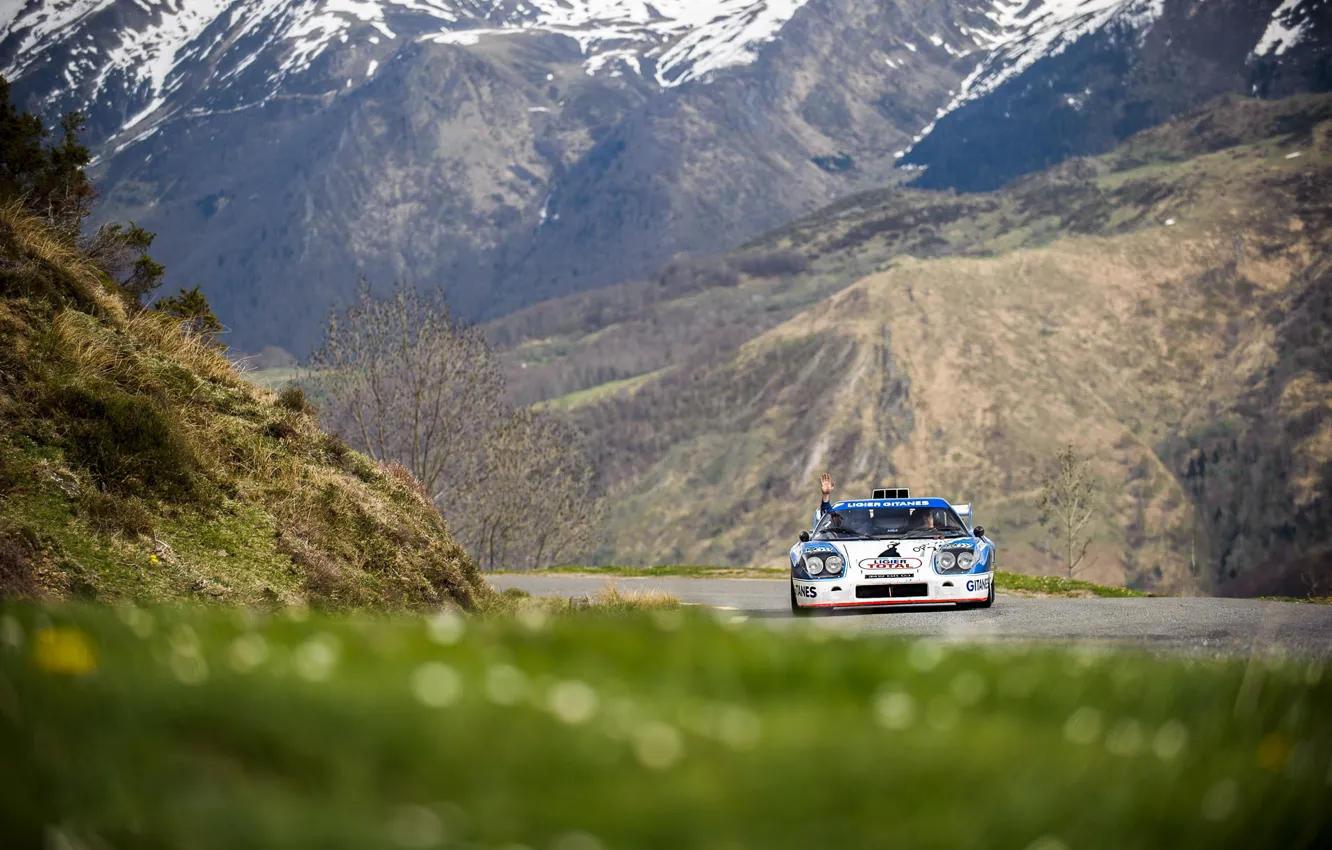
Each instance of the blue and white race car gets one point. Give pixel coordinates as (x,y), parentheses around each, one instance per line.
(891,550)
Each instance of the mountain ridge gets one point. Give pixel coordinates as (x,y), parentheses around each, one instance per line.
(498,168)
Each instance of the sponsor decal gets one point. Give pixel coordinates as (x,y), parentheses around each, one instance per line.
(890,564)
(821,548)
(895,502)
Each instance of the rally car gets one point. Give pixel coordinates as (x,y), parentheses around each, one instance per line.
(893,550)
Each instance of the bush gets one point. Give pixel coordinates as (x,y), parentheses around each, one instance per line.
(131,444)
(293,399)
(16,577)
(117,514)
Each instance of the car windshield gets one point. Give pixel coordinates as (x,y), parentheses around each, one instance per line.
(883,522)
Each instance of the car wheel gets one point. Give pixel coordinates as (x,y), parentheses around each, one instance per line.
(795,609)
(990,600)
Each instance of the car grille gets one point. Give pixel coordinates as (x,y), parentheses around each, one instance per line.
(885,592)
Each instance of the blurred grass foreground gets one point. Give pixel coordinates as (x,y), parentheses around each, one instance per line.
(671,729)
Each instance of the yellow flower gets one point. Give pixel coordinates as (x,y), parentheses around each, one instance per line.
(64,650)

══════════

EXERCISE AIM. Exactly and only the lines from the one containing "Each instance of the rally" through the end of the material are to be reproduced, both ends included.

EXERCISE RESPONSE.
Each instance of the rally car gets one point. Give pixel coordinates as (x,y), parentheses around each, one instance per line.
(893,550)
Each instance of the bush gets one point. Give pixel coordinates as (x,y), parentheses around each, one instance per line.
(131,444)
(293,399)
(16,577)
(117,514)
Each instance of the car windshield gets one point. Give pixel coordinates as (x,y), parentheses around each, one instance per line.
(883,522)
Each instance of the car wheel gets one point. Give pixel coordinates as (x,y), parentheses around each, one instance per line.
(795,609)
(990,600)
Each instance of the car grille gets one point. Give pixel coordinates as (x,y), parentheses around each, one instance per line.
(885,592)
Each instance of the blurred grass foreground gets one point. Give pixel coordinates as (x,y), parentheses around each, one instance per line.
(671,729)
Each instance of the yellow flower gets one point. Give pixel coordinates as (x,y), parentheses around each, one instance per line.
(64,650)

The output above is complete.